:: WHAT TO DO ::
Format the material below as a two-column CSV with the header instruction,output and one row per answer: instruction holds the text the answer responds to, and output holds the answer. Put each field in double quotes, turn line breaks into spaces, and leave out the pictures.

[Start of section]

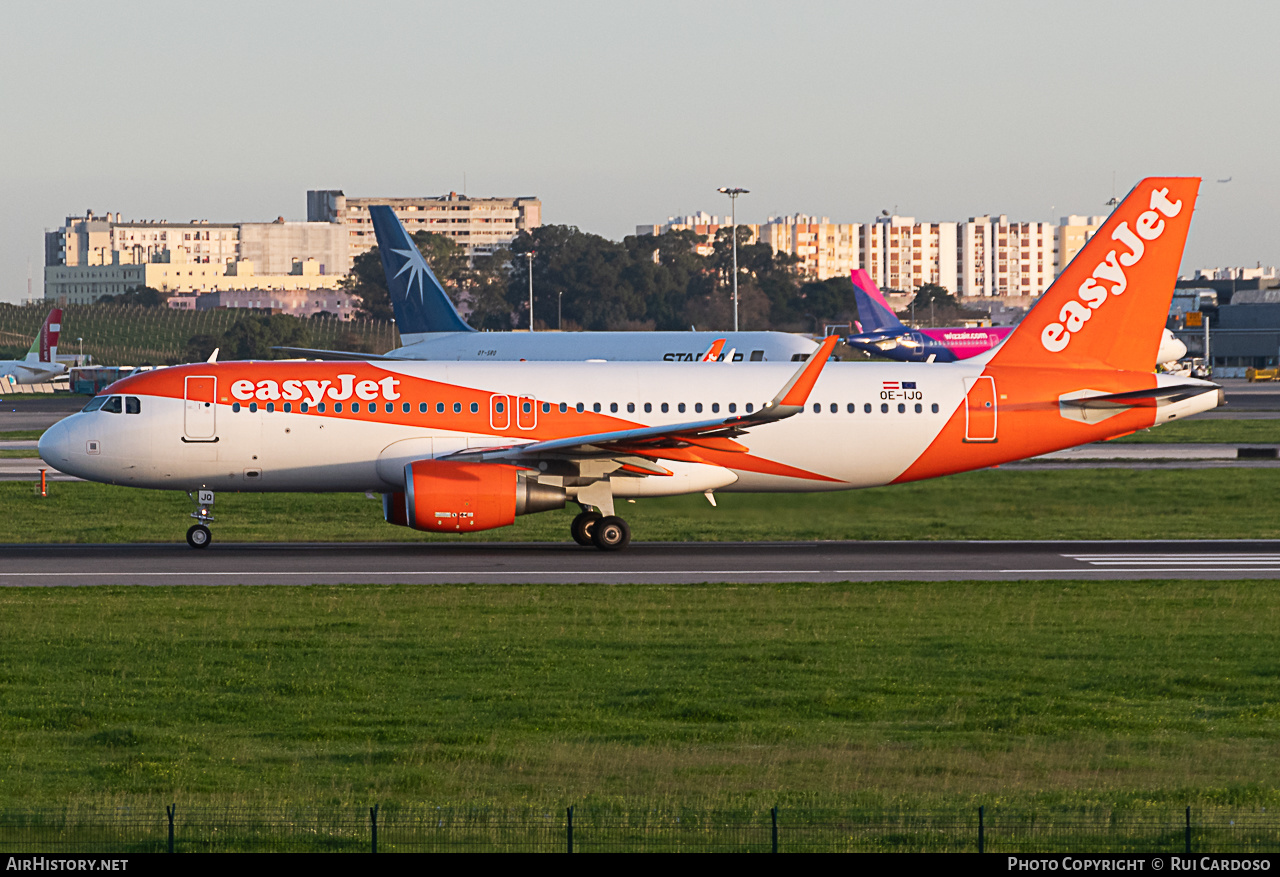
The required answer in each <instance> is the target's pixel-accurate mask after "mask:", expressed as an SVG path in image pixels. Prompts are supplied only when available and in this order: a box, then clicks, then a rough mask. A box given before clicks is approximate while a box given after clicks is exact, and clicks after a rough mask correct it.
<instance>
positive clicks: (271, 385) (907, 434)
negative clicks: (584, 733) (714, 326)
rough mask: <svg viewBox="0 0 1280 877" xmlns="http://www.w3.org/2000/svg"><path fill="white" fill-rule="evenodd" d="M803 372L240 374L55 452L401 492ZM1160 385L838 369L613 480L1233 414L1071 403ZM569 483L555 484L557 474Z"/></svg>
mask: <svg viewBox="0 0 1280 877" xmlns="http://www.w3.org/2000/svg"><path fill="white" fill-rule="evenodd" d="M794 370H795V369H794V366H791V365H769V364H754V365H724V364H721V365H713V364H707V365H703V364H695V365H671V364H652V365H650V364H608V362H599V364H594V362H589V364H563V362H522V364H513V365H502V364H466V365H442V364H431V362H397V364H376V365H375V364H364V362H227V364H220V365H207V364H206V365H191V366H180V367H174V369H164V370H157V371H151V373H146V374H142V375H137V376H134V378H128V379H125V380H122V382H119V383H118V384H115V385H114V387H113V388H111V389H110V390H108V392H109V393H111V394H119V396H122V397H134V398H137V399H138V403H136V407H137V410H138V414H136V415H133V414H128V412H127V407H128V406H125V405H120V406H111V407H120V408H122V411H120V412H119V414H115V412H108V411H104V410H101V408H100V410H97V411H87V412H82V414H78V415H74V416H72V417H68V419H67V420H63V421H61V422H59V424H56V425H55V426H54V428H52V429H50V431H49V433H46V435H45V438H44V439H42V440H41V453H44V455H46V460H47V461H49V462H50V463H52V465H54V466H56V467H58V469H60V470H63V471H67V472H68V474H72V475H79V476H83V478H87V479H91V480H96V481H106V483H111V484H128V485H133V487H143V488H166V489H182V490H193V489H197V488H209V489H220V490H315V492H323V490H376V492H389V490H402V489H403V488H404V480H403V479H404V465H406V463H407V462H410V461H413V460H429V458H440V457H447V456H449V455H456V453H457V452H460V451H462V449H466V448H493V447H507V446H512V444H518V443H530V442H544V440H550V439H561V438H568V437H576V435H590V434H600V433H613V431H618V430H627V429H632V428H637V426H654V425H663V424H681V422H689V421H692V420H709V419H713V417H717V416H726V417H727V416H730V415H732V414H746V412H750V411H755V410H759V408H760V406H762V405H763V403H764V402H767V401H768V399H769V397H771V396H772V394H773V392H774V389H776V388H777V387H780V385H782V384H783V383H785V382H786V379H787V378H788V376H790V375H791V373H792V371H794ZM1175 382H1176V383H1178V384H1179V385H1194V384H1202V385H1203V387H1204V388H1206V389H1208V388H1211V387H1212V385H1211V384H1204V383H1203V382H1188V380H1185V379H1171V378H1165V376H1158V375H1153V374H1144V373H1116V371H1114V370H1110V371H1107V370H1100V371H1091V370H1068V371H1064V370H1053V369H1024V367H1005V369H1001V367H991V366H983V365H977V364H969V362H956V364H946V365H938V364H932V365H906V364H841V362H831V364H828V365H827V366H826V367H824V369H823V371H822V374H820V376H819V378H818V380H817V384H815V385H814V387H813V389H812V392H810V393H809V398H808V399H806V403H805V408H804V412H803V414H797V415H795V416H792V417H788V419H786V420H781V421H778V422H772V424H765V425H762V426H758V428H755V429H753V430H751V431H750V434H749V435H746V437H742V438H740V439H737V440H736V442H733V443H735V444H739V446H740V447H741V448H742V449H739V448H727V447H726V448H718V447H716V446H717V444H718V443H717V442H714V440H707V443H705V444H699V443H696V442H698V439H694V440H692V442H685V443H684V444H685V447H680V448H666V449H662V451H660V452H659V451H650V452H649V453H646V455H645V456H646V457H650V458H653V460H655V461H658V462H659V463H660V465H662V467H664V469H667V470H671V471H672V472H673V474H672V475H654V474H643V475H641V474H634V475H632V474H628V472H626V471H622V472H616V474H613V475H612V476H611V481H612V485H613V494H614V495H617V497H644V495H672V494H681V493H691V492H704V490H786V492H796V490H799V492H808V490H840V489H847V488H865V487H876V485H882V484H892V483H895V481H909V480H916V479H920V478H933V476H937V475H946V474H950V472H961V471H966V470H973V469H982V467H986V466H992V465H996V463H1001V462H1007V461H1012V460H1020V458H1024V457H1030V456H1036V455H1039V453H1047V452H1050V451H1056V449H1060V448H1069V447H1074V446H1076V444H1083V443H1087V442H1094V440H1101V439H1106V438H1110V437H1114V435H1123V434H1126V433H1132V431H1134V430H1138V429H1144V428H1148V426H1152V425H1156V424H1160V422H1165V421H1167V420H1171V419H1175V417H1185V416H1189V415H1192V414H1196V412H1198V411H1203V410H1207V408H1210V407H1213V406H1215V405H1217V394H1216V393H1201V394H1198V396H1194V397H1192V398H1187V399H1181V401H1160V399H1156V401H1152V402H1151V403H1149V405H1143V406H1137V407H1128V408H1116V410H1115V411H1114V414H1111V416H1107V417H1106V419H1103V420H1100V421H1097V422H1088V420H1087V415H1084V416H1082V415H1080V410H1078V408H1074V407H1070V406H1068V407H1064V406H1062V405H1061V402H1060V397H1062V396H1070V394H1073V393H1079V392H1092V393H1094V394H1102V393H1124V392H1133V390H1142V389H1148V388H1153V387H1157V385H1161V384H1170V383H1175ZM550 478H554V476H550Z"/></svg>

[End of section]

:: TASK OUTPUT ::
instruction,output
"The required answer in each <instance> is the target's pixel-accurate mask after ""mask:"", expressed as an SVG path in image pixels. Prompts are supplied only when available and in this order: a box, then clicks, then a rough mask. A box given before clicks is approximate while a box given after clicks is exact, and clicks after a rough mask correct it. <instance> positive clicks: (271, 385) (907, 434) negative clicks: (584, 733) (714, 326) rough mask: <svg viewBox=""0 0 1280 877"" xmlns=""http://www.w3.org/2000/svg""><path fill=""white"" fill-rule=""evenodd"" d=""M803 372L240 374L55 452L401 492ZM1160 385L838 369L613 480L1233 414L1071 403ZM569 483L555 484L557 474Z""/></svg>","mask: <svg viewBox=""0 0 1280 877"" xmlns=""http://www.w3.org/2000/svg""><path fill=""white"" fill-rule=""evenodd"" d=""M794 370H795V369H794V366H791V365H769V364H754V365H724V364H721V365H713V364H707V365H703V364H695V365H671V364H652V365H650V364H608V362H599V364H594V362H589V364H563V362H522V364H513V365H502V364H466V365H442V364H431V362H397V364H376V365H375V364H364V362H227V364H220V365H207V364H206V365H191V366H180V367H174V369H164V370H157V371H151V373H146V374H142V375H137V376H134V378H128V379H125V380H122V382H119V383H118V384H115V385H114V387H113V388H111V389H110V390H108V392H109V393H111V394H119V396H122V397H134V398H137V399H138V403H136V407H137V410H138V414H136V415H133V414H128V412H127V407H128V406H125V405H120V406H111V407H120V408H122V411H120V412H119V414H115V412H108V411H104V410H101V408H100V410H97V411H87V412H82V414H78V415H74V416H72V417H68V419H67V420H63V421H61V422H59V424H56V425H55V426H54V428H52V429H50V431H49V433H46V435H45V438H44V439H42V440H41V453H44V455H46V460H47V461H49V462H50V463H52V465H54V466H56V467H58V469H60V470H63V471H67V472H68V474H72V475H79V476H83V478H87V479H91V480H96V481H106V483H111V484H128V485H133V487H143V488H166V489H182V490H193V489H197V488H209V489H220V490H315V492H323V490H376V492H389V490H402V489H403V488H404V480H403V479H404V465H406V463H407V462H410V461H413V460H429V458H440V457H447V456H449V455H456V453H457V452H460V451H462V449H466V448H493V447H507V446H512V444H518V443H530V442H544V440H550V439H561V438H568V437H576V435H590V434H600V433H613V431H618V430H627V429H632V428H637V426H654V425H663V424H681V422H689V421H692V420H709V419H713V417H717V416H726V417H727V416H730V415H732V414H746V412H750V411H755V410H759V408H760V406H762V405H763V403H764V402H767V401H768V399H769V397H771V396H772V394H773V392H774V389H776V388H777V387H780V385H782V384H783V383H785V382H786V379H787V378H788V376H790V375H791V373H792V371H794ZM1175 382H1176V383H1178V384H1179V385H1194V384H1202V385H1203V387H1204V388H1206V389H1208V388H1211V387H1212V385H1211V384H1204V383H1203V382H1188V380H1185V379H1171V378H1165V376H1158V375H1153V374H1144V373H1116V371H1114V370H1110V371H1107V370H1100V371H1091V370H1068V371H1064V370H1053V369H1024V367H1005V369H1001V367H991V366H983V365H977V364H969V362H956V364H946V365H938V364H932V365H906V364H841V362H831V364H828V365H827V366H826V367H824V369H823V371H822V374H820V376H819V378H818V380H817V384H815V385H814V387H813V389H812V392H810V393H809V398H808V399H806V403H805V408H804V412H803V414H797V415H795V416H792V417H788V419H786V420H781V421H778V422H772V424H765V425H762V426H758V428H755V429H753V430H751V431H750V434H749V435H746V437H742V438H740V439H737V440H736V442H733V443H735V444H739V446H740V447H741V448H742V449H739V448H727V447H726V448H718V447H716V446H717V444H718V443H717V442H714V440H707V443H705V444H699V443H696V442H698V439H694V440H692V442H685V443H684V444H685V447H680V448H666V449H662V451H660V452H659V451H650V452H649V453H646V455H645V456H646V457H650V458H653V460H655V461H658V462H659V463H660V465H662V467H664V469H667V470H671V471H672V472H673V474H672V475H654V474H643V475H641V474H634V475H632V474H628V472H626V471H622V472H616V474H613V475H612V476H611V481H612V485H613V494H614V495H617V497H644V495H672V494H681V493H691V492H704V490H786V492H796V490H799V492H808V490H840V489H847V488H865V487H876V485H882V484H892V483H895V481H909V480H916V479H920V478H933V476H937V475H946V474H950V472H961V471H966V470H973V469H982V467H986V466H992V465H996V463H1001V462H1007V461H1012V460H1020V458H1024V457H1030V456H1036V455H1039V453H1047V452H1050V451H1056V449H1060V448H1069V447H1074V446H1076V444H1083V443H1087V442H1094V440H1101V439H1106V438H1110V437H1114V435H1123V434H1126V433H1132V431H1134V430H1138V429H1144V428H1148V426H1152V425H1156V424H1160V422H1165V421H1167V420H1171V419H1175V417H1185V416H1189V415H1192V414H1196V412H1198V411H1203V410H1207V408H1210V407H1213V406H1215V405H1217V394H1216V393H1201V394H1198V396H1194V397H1192V398H1187V399H1181V401H1160V399H1156V401H1152V402H1151V403H1149V405H1143V406H1137V407H1128V408H1116V410H1115V411H1114V414H1111V416H1107V417H1106V419H1103V420H1100V421H1097V422H1088V420H1087V415H1084V416H1082V415H1080V410H1078V408H1074V407H1070V406H1068V407H1064V406H1062V405H1061V402H1060V397H1062V396H1070V394H1073V393H1079V392H1092V393H1094V394H1102V393H1124V392H1133V390H1142V389H1148V388H1153V387H1157V385H1161V384H1170V383H1175ZM550 478H554V476H550Z""/></svg>"